About this task >> Once you reach the line containing "TARGET: the jersey sleeve" in the entries below, write out that line and each one after it down to the line containing "TARGET: the white sneaker", exactly and with nothing added.

Information >>

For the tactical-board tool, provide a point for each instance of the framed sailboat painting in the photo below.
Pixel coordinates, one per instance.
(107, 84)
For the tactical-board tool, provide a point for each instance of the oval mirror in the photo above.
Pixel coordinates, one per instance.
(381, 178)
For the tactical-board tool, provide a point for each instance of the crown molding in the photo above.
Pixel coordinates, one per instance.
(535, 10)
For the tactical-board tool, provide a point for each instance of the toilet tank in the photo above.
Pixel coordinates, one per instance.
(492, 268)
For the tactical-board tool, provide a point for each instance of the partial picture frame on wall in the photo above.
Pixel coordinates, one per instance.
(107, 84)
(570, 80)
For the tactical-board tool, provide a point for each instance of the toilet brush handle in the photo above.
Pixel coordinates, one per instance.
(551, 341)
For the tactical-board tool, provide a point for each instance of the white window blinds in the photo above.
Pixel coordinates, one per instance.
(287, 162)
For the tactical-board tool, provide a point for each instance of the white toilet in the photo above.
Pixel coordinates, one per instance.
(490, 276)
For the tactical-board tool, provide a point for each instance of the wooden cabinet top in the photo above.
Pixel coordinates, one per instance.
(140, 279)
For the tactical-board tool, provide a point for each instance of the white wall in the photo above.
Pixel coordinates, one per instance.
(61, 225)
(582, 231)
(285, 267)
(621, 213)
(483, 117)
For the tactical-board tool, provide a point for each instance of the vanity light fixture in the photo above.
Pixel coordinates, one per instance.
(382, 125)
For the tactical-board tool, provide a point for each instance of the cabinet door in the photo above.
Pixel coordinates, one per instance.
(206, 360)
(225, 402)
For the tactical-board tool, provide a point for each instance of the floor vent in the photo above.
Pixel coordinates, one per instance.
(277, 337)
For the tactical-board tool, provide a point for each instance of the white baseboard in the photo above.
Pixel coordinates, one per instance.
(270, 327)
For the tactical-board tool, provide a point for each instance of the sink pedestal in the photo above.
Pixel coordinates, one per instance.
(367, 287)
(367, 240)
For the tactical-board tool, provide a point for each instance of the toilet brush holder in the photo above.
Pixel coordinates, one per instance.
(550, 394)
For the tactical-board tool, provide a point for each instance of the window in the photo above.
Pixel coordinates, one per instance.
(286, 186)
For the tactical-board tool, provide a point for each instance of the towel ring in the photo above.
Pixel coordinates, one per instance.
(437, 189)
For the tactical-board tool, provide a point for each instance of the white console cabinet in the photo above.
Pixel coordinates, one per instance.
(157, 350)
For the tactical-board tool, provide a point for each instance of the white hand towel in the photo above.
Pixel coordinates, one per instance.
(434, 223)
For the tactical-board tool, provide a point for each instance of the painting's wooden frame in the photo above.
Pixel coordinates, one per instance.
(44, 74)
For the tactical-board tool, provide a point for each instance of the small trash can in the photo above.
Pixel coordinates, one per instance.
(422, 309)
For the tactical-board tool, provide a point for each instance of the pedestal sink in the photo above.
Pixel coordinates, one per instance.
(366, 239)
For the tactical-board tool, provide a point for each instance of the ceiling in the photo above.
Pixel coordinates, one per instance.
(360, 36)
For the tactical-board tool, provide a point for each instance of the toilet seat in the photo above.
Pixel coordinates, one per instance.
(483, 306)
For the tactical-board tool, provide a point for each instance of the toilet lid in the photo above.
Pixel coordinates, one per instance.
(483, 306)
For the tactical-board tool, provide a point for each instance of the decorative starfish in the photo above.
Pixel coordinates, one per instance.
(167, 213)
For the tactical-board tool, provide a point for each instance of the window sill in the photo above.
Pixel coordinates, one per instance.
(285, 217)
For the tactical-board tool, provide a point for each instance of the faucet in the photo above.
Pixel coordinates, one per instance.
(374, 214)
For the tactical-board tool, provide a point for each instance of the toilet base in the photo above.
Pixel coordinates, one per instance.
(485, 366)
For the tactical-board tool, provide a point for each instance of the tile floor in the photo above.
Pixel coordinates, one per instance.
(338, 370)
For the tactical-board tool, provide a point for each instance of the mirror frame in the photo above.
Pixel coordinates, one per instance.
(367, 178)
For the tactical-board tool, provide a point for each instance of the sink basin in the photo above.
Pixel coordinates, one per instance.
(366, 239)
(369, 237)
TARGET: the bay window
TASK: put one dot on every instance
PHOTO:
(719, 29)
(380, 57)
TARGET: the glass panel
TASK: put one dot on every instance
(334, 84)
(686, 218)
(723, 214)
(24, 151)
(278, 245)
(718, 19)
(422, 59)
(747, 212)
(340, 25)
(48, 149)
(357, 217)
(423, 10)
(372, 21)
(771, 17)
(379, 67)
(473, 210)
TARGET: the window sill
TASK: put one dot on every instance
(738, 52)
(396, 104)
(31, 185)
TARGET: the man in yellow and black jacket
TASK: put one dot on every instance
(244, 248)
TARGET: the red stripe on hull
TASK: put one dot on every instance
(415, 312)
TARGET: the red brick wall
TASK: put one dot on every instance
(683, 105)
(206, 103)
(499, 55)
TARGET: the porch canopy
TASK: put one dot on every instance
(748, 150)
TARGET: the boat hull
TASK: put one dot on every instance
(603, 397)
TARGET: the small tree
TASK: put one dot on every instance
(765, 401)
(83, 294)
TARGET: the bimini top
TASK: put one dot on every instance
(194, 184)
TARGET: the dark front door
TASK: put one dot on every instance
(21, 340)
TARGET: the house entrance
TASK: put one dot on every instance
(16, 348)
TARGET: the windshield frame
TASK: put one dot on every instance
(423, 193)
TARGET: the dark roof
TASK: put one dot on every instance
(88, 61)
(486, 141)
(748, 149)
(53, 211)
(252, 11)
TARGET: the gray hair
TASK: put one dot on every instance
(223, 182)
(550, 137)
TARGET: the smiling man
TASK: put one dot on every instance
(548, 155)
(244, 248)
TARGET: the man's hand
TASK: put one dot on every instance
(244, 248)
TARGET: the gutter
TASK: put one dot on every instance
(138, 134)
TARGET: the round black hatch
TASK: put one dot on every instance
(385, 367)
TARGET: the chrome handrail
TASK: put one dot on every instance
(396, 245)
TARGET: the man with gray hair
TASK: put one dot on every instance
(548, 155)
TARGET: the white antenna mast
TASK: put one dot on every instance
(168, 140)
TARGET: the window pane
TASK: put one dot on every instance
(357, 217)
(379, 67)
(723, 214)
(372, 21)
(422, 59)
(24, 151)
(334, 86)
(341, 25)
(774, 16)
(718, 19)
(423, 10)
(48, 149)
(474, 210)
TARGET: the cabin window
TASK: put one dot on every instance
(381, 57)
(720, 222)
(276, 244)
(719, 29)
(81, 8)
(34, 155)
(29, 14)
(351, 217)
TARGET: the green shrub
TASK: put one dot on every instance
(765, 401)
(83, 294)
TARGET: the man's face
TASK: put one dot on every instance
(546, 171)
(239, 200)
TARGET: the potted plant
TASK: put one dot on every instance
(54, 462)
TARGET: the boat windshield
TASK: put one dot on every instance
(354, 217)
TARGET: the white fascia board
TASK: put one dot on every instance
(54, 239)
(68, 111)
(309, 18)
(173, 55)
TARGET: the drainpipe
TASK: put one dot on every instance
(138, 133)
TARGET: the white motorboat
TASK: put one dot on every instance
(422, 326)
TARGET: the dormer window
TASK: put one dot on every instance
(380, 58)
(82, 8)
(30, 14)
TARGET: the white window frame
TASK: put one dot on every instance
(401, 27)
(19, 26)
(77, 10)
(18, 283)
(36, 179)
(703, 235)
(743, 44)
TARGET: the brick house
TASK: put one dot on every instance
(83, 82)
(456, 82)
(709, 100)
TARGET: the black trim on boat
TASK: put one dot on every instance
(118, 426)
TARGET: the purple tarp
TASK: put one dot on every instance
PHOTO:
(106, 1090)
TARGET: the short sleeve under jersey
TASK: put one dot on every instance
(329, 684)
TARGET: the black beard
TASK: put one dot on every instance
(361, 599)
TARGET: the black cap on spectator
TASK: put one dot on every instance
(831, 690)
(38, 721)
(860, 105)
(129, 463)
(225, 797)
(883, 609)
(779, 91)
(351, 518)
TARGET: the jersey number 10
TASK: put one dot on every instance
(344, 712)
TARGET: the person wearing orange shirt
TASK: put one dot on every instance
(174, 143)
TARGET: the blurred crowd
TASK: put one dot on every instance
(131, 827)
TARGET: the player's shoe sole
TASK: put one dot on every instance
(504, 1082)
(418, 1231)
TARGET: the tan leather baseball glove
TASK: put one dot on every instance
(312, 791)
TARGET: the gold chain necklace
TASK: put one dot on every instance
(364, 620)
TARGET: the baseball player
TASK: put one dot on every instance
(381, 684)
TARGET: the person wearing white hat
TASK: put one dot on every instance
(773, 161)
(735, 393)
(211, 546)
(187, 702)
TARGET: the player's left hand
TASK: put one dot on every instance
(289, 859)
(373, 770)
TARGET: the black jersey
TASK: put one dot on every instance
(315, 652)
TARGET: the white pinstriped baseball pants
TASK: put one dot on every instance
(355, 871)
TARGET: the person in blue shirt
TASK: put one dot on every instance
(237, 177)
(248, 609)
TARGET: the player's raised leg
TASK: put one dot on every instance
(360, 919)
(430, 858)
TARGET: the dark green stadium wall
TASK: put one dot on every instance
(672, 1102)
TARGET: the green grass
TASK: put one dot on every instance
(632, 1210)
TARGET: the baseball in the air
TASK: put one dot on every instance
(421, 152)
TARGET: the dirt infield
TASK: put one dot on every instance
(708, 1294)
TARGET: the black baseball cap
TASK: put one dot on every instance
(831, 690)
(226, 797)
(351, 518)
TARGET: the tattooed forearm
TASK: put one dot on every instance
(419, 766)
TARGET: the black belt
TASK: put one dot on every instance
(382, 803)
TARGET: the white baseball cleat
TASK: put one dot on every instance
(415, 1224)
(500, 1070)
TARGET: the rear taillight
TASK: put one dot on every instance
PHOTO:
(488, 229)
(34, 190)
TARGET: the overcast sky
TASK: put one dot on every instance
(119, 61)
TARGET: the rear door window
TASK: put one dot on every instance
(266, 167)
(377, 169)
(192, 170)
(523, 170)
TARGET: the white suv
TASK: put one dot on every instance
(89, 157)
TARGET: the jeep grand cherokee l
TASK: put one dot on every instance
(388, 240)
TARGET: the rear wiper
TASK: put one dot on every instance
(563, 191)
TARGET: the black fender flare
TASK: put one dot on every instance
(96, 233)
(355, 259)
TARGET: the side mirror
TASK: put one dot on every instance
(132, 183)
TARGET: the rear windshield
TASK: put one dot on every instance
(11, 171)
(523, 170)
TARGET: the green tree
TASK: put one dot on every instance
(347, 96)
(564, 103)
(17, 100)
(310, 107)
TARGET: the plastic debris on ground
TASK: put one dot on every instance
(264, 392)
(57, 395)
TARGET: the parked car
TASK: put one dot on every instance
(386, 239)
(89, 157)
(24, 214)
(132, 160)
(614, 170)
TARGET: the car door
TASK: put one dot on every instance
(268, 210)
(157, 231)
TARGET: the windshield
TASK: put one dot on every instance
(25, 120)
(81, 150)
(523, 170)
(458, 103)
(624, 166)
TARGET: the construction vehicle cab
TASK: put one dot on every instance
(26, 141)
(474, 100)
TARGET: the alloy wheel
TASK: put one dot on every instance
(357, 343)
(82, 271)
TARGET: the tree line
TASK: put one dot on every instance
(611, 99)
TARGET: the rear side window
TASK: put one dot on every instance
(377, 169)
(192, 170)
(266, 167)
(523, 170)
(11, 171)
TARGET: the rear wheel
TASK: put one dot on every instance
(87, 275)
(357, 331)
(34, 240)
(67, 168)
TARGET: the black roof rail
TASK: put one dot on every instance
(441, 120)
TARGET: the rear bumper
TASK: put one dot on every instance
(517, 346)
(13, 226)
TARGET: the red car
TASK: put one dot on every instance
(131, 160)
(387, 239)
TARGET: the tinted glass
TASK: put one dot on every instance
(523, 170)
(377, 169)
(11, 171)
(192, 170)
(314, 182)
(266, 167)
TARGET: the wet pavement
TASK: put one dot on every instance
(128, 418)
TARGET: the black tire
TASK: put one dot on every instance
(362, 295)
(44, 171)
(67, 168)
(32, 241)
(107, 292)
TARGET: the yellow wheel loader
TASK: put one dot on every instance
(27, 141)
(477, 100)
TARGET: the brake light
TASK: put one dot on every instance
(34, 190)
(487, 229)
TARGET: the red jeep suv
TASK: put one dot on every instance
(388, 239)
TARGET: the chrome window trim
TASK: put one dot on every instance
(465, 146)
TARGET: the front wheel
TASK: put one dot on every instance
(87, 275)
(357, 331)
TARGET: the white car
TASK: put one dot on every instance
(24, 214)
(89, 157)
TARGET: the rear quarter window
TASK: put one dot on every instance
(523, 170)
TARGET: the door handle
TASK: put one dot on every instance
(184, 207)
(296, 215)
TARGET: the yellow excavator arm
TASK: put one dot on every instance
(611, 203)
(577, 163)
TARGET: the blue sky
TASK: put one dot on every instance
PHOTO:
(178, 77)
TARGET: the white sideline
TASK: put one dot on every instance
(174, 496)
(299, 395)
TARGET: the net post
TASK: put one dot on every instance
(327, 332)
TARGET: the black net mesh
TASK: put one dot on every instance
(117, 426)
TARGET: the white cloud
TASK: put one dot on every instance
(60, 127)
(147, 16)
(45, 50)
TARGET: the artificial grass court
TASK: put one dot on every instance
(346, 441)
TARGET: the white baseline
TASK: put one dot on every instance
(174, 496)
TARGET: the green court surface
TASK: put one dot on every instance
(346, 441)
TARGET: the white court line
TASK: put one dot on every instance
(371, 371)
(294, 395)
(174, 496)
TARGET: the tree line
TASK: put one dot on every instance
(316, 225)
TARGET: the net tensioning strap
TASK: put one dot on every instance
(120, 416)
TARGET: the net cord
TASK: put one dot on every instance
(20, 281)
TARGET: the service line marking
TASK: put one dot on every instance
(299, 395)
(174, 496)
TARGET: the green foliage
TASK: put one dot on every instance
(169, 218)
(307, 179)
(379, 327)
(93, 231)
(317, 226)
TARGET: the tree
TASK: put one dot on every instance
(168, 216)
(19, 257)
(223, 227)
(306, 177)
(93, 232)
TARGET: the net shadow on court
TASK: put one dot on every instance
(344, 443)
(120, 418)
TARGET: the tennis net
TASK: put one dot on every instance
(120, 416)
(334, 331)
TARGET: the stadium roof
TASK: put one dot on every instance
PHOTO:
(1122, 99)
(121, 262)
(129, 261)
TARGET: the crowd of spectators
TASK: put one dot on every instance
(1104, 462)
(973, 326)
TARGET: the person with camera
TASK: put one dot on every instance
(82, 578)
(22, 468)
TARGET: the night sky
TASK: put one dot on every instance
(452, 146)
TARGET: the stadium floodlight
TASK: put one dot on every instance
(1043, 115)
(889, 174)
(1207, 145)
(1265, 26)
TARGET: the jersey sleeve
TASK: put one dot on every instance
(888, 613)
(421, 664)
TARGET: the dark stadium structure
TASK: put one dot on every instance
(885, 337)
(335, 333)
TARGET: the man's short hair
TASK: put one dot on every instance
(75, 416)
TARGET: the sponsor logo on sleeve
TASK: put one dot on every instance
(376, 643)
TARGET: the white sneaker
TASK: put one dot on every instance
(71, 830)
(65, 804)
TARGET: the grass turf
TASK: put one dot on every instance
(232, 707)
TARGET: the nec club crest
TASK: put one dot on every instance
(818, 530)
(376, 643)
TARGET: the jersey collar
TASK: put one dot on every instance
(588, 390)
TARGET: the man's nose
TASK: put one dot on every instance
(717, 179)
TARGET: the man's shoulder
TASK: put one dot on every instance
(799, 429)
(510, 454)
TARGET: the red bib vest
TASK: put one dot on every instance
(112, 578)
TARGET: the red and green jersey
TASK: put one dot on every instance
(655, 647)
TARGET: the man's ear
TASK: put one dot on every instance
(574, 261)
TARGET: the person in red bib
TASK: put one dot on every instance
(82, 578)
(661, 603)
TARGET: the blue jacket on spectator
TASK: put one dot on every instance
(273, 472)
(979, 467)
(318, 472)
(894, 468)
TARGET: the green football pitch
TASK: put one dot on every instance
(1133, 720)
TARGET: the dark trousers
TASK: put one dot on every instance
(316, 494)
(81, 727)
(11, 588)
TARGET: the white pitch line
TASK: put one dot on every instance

Output of the task >>
TARGET: the jersey sleeve
TASK: put one dot on every instance
(888, 613)
(421, 664)
TARGET: the dark stadium structure
TASK: put one dot on every instance
(885, 337)
(335, 333)
TARGET: the man's short hair
TASK: put one dot on every instance
(75, 416)
TARGET: the sponsor logo on sleeve
TASK: put one dot on every instance
(376, 643)
TARGET: the white sneaker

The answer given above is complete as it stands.